▸ Record list:
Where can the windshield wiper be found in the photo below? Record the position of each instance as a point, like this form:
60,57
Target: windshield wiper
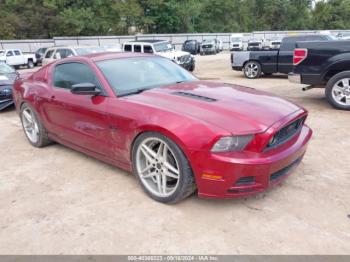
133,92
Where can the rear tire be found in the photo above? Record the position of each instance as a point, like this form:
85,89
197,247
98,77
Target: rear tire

▸ Required work: Copy out every row above word for word, but leave the pictures out.

▸ Correct answer:
Where can the windshield wiper be found in the photo below? Record the position of each instance as a point, like this form:
60,57
Target: windshield wiper
133,92
Where can the rear tire be found in the photo above? Record the position of each instance as a point, like this form:
85,89
197,247
98,77
Target: rear tire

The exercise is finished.